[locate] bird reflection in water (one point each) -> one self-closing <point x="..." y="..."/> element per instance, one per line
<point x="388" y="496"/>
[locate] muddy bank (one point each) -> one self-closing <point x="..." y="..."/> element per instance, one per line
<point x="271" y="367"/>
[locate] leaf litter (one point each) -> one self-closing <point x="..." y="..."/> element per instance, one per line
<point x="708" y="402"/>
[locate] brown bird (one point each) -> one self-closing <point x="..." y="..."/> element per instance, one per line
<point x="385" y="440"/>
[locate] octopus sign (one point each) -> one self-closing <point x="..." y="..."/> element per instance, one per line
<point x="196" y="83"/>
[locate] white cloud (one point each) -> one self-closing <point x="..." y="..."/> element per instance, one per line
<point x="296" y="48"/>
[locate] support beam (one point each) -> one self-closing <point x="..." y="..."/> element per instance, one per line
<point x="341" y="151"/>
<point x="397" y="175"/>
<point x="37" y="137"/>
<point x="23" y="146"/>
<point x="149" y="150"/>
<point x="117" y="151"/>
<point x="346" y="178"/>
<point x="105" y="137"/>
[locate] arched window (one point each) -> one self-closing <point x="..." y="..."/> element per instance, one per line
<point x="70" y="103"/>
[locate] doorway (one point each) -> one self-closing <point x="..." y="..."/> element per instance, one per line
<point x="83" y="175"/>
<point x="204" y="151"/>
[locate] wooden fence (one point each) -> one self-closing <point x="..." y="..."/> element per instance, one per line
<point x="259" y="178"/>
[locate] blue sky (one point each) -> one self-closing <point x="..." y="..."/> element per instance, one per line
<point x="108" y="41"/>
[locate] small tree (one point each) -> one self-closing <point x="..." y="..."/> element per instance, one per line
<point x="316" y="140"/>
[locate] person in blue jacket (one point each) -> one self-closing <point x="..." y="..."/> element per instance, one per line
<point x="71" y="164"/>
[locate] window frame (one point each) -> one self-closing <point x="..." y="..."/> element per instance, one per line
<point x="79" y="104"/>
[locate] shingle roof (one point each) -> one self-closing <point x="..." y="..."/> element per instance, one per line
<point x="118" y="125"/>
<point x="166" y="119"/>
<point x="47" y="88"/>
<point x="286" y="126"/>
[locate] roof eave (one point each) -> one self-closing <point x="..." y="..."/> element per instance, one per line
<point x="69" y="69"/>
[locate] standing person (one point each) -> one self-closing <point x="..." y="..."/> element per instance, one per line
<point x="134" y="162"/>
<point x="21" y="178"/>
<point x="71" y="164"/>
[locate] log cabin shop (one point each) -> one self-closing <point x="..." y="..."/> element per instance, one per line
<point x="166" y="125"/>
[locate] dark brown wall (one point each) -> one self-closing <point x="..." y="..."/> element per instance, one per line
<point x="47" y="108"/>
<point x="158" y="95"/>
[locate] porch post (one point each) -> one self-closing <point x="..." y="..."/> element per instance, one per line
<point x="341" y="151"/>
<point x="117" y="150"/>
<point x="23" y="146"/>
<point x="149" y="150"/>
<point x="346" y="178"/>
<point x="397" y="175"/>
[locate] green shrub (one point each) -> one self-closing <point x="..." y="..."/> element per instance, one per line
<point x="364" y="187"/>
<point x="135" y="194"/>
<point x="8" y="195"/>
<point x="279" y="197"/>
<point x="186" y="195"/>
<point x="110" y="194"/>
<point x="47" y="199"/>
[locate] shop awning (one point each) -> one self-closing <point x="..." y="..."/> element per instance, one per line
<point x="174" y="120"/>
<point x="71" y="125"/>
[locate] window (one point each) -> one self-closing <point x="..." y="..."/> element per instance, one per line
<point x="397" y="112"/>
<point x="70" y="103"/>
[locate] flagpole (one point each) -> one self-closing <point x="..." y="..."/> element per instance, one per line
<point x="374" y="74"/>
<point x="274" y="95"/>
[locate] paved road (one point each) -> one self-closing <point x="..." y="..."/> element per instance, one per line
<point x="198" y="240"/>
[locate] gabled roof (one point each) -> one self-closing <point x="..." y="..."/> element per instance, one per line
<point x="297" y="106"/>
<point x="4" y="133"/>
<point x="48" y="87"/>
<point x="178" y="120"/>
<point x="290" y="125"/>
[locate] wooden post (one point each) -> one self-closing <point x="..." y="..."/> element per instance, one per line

★ ★ ★

Stated task: Reproduce only the lines running from the one with "[locate] log cabin" through the final line of the listing above, both ends included.

Response below:
[locate] log cabin shop (one point each) -> one self-closing <point x="..." y="..."/> element per instance, one per line
<point x="166" y="125"/>
[locate] dark brown wall (one point each) -> one self-closing <point x="..." y="..."/> element per instance, one per line
<point x="47" y="108"/>
<point x="158" y="95"/>
[locate] porch post (one point each) -> one self-closing <point x="..." y="..."/> element per instance, one per line
<point x="341" y="151"/>
<point x="117" y="150"/>
<point x="23" y="146"/>
<point x="149" y="150"/>
<point x="346" y="178"/>
<point x="397" y="175"/>
[locate] green shrub (one point each) -> one self-closing <point x="..." y="..."/> element per instance, one per line
<point x="364" y="187"/>
<point x="135" y="194"/>
<point x="8" y="195"/>
<point x="279" y="197"/>
<point x="186" y="195"/>
<point x="110" y="194"/>
<point x="47" y="199"/>
[locate] shop awning (one point each) -> one self-closing <point x="..." y="..."/> element per instance, one per line
<point x="174" y="120"/>
<point x="71" y="125"/>
[locate] window (one point each) -> one self-closing <point x="..." y="..."/> element per instance, one per line
<point x="397" y="112"/>
<point x="70" y="103"/>
[locate] flagpole (one point each) -> one self-closing <point x="..." y="..."/> element per instance, one per line
<point x="374" y="74"/>
<point x="274" y="95"/>
[locate] paved road (one point each) -> one self-closing <point x="..." y="..."/> element per instance, one per line
<point x="198" y="240"/>
[locate] gabled roof (one point each) -> one self-closing <point x="..." y="..."/> element per instance, one per line
<point x="297" y="106"/>
<point x="4" y="133"/>
<point x="48" y="87"/>
<point x="178" y="120"/>
<point x="290" y="125"/>
[locate] wooden post (one point each) -> one self-closing <point x="..." y="..."/> element per instance, one per line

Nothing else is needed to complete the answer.